WORK TO COMPLETE
In the entries that follow, identify the line containing "Keypoint placement: for each instance of the gray" and return it together with all later lines, exactly as they appear.

= = = = =

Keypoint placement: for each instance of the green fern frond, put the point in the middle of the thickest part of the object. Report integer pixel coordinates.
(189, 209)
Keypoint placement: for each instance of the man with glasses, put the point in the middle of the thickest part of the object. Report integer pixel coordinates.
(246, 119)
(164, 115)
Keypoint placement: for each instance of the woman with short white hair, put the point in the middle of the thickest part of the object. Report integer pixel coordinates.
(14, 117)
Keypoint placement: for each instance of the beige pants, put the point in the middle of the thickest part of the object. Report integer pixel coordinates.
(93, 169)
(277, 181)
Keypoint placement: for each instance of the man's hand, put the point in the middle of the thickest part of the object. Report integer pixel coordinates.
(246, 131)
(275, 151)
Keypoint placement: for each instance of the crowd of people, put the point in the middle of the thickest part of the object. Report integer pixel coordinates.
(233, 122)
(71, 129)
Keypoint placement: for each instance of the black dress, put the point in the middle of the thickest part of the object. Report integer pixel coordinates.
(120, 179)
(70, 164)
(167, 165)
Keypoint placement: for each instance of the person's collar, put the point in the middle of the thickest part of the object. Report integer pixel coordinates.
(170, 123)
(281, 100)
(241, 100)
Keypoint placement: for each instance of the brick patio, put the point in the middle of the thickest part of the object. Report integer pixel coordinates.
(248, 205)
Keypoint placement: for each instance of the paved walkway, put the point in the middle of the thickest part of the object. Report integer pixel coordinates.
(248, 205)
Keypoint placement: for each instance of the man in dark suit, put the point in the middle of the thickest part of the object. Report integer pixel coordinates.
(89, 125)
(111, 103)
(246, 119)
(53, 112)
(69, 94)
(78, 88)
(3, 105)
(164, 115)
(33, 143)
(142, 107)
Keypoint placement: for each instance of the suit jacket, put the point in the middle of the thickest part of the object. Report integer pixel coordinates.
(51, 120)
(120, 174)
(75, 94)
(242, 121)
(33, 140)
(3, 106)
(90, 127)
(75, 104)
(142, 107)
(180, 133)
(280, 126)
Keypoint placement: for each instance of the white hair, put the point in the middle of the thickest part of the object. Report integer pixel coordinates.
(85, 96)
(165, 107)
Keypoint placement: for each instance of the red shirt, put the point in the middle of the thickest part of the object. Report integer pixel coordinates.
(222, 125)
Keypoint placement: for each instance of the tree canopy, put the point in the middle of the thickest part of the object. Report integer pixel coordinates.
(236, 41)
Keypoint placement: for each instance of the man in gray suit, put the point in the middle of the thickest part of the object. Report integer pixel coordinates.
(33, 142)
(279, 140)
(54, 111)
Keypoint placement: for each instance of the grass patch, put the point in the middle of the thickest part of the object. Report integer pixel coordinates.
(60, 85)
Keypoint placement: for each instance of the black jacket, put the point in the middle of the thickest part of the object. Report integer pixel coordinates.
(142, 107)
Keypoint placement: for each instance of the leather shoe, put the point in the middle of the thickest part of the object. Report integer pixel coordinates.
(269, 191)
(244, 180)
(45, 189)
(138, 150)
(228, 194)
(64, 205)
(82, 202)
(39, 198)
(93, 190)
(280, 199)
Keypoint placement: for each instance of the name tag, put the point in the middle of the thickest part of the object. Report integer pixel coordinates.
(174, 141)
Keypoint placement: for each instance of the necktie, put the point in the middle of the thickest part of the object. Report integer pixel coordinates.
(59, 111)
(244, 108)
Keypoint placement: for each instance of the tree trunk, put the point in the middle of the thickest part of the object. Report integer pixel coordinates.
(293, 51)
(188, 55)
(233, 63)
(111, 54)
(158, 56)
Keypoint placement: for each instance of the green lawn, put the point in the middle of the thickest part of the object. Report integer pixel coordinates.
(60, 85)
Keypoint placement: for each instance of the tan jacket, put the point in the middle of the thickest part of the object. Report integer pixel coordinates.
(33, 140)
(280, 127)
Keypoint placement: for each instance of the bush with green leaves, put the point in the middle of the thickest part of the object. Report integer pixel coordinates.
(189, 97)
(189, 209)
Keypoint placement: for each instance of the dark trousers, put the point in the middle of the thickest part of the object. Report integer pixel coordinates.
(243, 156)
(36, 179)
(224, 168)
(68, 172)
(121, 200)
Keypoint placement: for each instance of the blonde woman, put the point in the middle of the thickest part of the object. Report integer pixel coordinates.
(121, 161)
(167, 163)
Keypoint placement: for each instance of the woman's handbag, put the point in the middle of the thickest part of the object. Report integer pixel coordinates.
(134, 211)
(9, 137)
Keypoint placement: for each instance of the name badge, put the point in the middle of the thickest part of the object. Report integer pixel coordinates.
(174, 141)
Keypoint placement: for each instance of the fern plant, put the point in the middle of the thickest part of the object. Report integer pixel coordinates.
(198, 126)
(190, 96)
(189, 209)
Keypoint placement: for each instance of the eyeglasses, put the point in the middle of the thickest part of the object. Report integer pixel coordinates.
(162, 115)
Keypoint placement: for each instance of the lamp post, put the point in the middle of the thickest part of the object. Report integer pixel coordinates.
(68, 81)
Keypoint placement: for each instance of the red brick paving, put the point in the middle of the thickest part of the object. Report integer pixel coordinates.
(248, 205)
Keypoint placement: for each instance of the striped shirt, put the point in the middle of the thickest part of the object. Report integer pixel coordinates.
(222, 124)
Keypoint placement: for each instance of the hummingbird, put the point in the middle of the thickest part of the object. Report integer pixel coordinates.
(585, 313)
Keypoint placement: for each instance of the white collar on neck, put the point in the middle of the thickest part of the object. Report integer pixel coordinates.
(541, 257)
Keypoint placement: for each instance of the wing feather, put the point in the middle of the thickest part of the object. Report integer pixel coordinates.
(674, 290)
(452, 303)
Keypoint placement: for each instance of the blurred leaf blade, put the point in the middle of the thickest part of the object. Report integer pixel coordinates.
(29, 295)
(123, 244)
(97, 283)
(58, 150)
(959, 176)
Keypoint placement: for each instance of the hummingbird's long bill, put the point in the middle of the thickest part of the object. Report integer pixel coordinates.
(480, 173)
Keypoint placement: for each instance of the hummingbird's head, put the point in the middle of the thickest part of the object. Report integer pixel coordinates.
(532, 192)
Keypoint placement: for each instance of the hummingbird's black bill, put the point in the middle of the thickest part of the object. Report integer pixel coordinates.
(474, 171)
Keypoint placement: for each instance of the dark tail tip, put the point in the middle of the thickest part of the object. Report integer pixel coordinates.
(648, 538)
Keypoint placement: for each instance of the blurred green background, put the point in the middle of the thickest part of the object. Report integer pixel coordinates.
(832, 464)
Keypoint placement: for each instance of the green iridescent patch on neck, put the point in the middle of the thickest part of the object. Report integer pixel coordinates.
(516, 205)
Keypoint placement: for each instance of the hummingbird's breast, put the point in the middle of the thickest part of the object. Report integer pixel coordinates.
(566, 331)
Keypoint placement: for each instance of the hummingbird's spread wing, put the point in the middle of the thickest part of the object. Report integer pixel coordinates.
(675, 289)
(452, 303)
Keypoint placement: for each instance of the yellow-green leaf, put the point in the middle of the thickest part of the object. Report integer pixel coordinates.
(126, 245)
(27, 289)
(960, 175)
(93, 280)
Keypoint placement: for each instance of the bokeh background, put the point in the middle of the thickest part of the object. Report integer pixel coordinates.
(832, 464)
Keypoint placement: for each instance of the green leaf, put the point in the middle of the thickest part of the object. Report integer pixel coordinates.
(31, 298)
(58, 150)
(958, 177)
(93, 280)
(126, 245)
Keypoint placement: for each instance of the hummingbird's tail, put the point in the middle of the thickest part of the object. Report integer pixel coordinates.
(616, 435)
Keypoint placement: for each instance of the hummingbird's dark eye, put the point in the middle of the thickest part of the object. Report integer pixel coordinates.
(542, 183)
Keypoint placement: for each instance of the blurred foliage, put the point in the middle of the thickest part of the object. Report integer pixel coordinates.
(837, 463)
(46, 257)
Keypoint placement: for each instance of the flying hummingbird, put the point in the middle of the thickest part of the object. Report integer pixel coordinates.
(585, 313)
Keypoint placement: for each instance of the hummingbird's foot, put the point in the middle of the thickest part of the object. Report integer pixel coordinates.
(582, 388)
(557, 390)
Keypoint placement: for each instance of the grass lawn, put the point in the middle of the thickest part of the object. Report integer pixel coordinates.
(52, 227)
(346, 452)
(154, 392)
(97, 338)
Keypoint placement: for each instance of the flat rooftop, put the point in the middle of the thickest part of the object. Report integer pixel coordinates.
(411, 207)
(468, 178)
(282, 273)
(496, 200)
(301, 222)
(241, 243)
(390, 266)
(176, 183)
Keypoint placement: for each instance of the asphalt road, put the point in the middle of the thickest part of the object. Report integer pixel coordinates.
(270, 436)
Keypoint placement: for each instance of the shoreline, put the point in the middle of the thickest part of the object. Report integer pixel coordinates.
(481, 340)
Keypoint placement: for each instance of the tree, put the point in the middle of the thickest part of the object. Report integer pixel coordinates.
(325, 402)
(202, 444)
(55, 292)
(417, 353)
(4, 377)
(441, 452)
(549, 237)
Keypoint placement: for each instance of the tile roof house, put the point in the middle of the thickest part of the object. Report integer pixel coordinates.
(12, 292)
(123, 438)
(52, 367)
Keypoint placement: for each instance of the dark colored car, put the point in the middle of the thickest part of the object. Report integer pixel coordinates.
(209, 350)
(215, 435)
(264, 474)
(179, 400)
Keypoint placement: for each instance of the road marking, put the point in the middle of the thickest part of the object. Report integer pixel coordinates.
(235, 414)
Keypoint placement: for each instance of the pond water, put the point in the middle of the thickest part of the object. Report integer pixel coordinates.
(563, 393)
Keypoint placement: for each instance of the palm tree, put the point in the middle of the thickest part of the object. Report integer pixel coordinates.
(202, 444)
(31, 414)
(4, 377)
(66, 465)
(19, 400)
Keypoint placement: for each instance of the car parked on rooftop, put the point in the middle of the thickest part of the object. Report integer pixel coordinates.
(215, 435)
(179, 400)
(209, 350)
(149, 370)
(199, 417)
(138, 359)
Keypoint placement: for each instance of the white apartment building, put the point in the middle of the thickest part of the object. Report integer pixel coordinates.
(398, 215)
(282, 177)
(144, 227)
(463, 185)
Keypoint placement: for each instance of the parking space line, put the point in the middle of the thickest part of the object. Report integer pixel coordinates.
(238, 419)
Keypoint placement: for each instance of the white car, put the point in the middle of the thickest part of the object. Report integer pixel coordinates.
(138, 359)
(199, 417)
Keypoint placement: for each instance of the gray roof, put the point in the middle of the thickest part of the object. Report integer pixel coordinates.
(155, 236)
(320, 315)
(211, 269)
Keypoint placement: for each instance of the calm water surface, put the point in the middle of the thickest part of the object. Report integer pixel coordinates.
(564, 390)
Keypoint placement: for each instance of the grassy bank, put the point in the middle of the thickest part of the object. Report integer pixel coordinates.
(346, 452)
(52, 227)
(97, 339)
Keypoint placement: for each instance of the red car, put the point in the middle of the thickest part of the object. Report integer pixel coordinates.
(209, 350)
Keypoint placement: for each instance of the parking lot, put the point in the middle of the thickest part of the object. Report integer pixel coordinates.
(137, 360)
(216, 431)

= = = = =

TASK RESULT
Keypoint placement: for each instance of the gray roof, put the point in the middle of the thickest part of the object. Report integer pixel coordinates.
(155, 236)
(320, 315)
(211, 269)
Keypoint placement: for each instance of the calm water surface, put the point in the middle of the thickest part of the object. Report integer pixel coordinates.
(564, 390)
Keypoint placement: for each instance of the grassy bank, put the point in the middle of the thickest part of the object. Report integer pixel coordinates.
(346, 452)
(52, 227)
(97, 339)
Keypoint placement: for each instance of the red car, put the point in the middle of the thickest part of the object. Report integer pixel coordinates.
(209, 350)
Keypoint placement: for each instance of the parking lot, put the point in the middle of the thickest part of the object. Report integer pixel coordinates.
(137, 360)
(216, 431)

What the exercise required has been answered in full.